* [The task]:
Every entry must be reproduced word for word.

* [Data in this exercise]:
□ □ □ □ □

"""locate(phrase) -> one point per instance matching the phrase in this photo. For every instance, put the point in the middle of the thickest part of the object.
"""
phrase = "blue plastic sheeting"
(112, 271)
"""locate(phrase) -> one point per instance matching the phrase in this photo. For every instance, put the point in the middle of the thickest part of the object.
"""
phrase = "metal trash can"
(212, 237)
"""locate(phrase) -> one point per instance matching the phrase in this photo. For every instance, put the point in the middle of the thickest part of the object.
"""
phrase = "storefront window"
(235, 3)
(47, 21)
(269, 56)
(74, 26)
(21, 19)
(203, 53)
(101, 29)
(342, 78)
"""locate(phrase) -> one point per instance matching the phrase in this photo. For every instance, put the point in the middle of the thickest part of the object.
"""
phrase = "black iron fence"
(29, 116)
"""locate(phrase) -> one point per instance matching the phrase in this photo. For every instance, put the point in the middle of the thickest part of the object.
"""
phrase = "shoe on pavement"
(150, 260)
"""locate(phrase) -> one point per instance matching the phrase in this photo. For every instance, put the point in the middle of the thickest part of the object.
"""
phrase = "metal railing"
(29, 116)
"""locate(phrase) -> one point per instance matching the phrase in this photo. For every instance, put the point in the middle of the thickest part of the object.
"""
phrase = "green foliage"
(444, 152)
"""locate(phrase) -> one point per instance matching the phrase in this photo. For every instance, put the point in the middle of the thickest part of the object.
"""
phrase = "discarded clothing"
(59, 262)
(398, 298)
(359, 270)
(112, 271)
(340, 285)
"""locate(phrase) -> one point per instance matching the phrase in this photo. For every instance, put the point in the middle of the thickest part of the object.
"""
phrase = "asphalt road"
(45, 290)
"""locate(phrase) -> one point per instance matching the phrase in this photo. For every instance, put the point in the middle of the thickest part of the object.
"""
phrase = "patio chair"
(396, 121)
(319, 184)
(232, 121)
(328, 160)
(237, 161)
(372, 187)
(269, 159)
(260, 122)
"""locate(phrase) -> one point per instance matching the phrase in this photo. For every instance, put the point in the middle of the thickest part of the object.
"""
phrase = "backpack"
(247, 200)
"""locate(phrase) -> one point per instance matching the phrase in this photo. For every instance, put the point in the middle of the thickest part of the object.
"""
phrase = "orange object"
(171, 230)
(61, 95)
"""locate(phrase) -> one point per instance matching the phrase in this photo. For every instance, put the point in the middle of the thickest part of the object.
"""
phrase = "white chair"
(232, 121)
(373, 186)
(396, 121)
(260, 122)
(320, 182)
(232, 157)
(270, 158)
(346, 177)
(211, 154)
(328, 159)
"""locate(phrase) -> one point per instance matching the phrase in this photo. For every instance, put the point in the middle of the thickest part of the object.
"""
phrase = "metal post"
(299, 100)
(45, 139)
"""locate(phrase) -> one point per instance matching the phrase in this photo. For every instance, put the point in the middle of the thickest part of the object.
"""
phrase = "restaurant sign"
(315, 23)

□ □ □ □ □

* [Finished exercise]:
"""locate(phrase) -> one point per instance matching the phrase in this photo. For every instance, put the point in the middle of the thickest part of the object.
"""
phrase = "blue plastic sheeting"
(112, 271)
"""locate(phrase) -> one point per instance matching the phrase in this photo. For every instance, put the point in the middle of the thickest part of the object.
"""
phrase = "metal trash can"
(212, 237)
"""locate(phrase) -> one point per instance matching the phrase in this photo. For every instance, put the point in the middle of the thickest part of the object.
"""
phrase = "storefront window"
(235, 3)
(47, 21)
(269, 56)
(74, 26)
(21, 19)
(203, 53)
(101, 29)
(342, 78)
"""locate(phrase) -> one point per instance matching the phrase in this photo. For every instance, put the point in the middle of the thickest part of the object.
"""
phrase = "black iron fence"
(29, 116)
"""locate(phrase) -> one point per instance matching the phrase in this photo. For every instance, put the point in the middle of the thickest part of the object.
"""
phrase = "shoe on pavement"
(150, 260)
"""locate(phrase) -> one point per instance matching the phrase in this photo. For every instance, put the point in the middle of the thickest part of the object.
"""
phrase = "metal railing"
(29, 116)
"""locate(phrase) -> one point per instance matching the phrase in this photo. For every instance, put the point in the middle of the thickest part of the object.
"""
phrase = "green foliage"
(444, 152)
"""locate(phrase) -> one point per instance matching the phrase in this photo. For every instance, put the point in the middle of the thickest part of the object.
"""
phrase = "discarded clothing"
(59, 262)
(398, 298)
(359, 270)
(112, 271)
(340, 285)
"""locate(phrase) -> one point per instance matching the phrase in this photo. For every instance, put the point in the middle of the thickest part of the object.
"""
phrase = "asphalt road"
(45, 290)
"""locate(phrase) -> one point per instance matching the phrase in this photo. For every instance, put the point in the middle of the thickest part of the object.
"""
phrase = "patio chair"
(396, 121)
(319, 184)
(232, 121)
(328, 160)
(237, 161)
(372, 187)
(269, 159)
(260, 122)
"""locate(phrase) -> one point per instance matching the phrase in this photo. For every instance, put the point in the middle of the thickest part of the object.
"""
phrase = "backpack"
(247, 200)
"""locate(phrase) -> one point per instance matching the phrase in this photo. For every instance, put the point in the middle of the thickest part of the object.
"""
phrase = "orange object"
(171, 230)
(61, 95)
"""locate(phrase) -> one point per instance matching the phrase in this photo. For every instance, put the point in the middle of the thickest part of the object.
"""
phrase = "white chair"
(232, 121)
(373, 186)
(396, 121)
(260, 122)
(320, 182)
(232, 157)
(270, 158)
(346, 177)
(211, 154)
(328, 159)
"""locate(phrase) -> one point per instance matching the phrase in this photo. For every instance, put the point in the middle of the thickest part of the object.
"""
phrase = "metal post"
(299, 100)
(45, 139)
"""locate(phrase) -> one point per instance matching the phrase in this photo. For every instance, put the point in the middle of the thickest part of the object.
"""
phrase = "restaurant sign"
(315, 23)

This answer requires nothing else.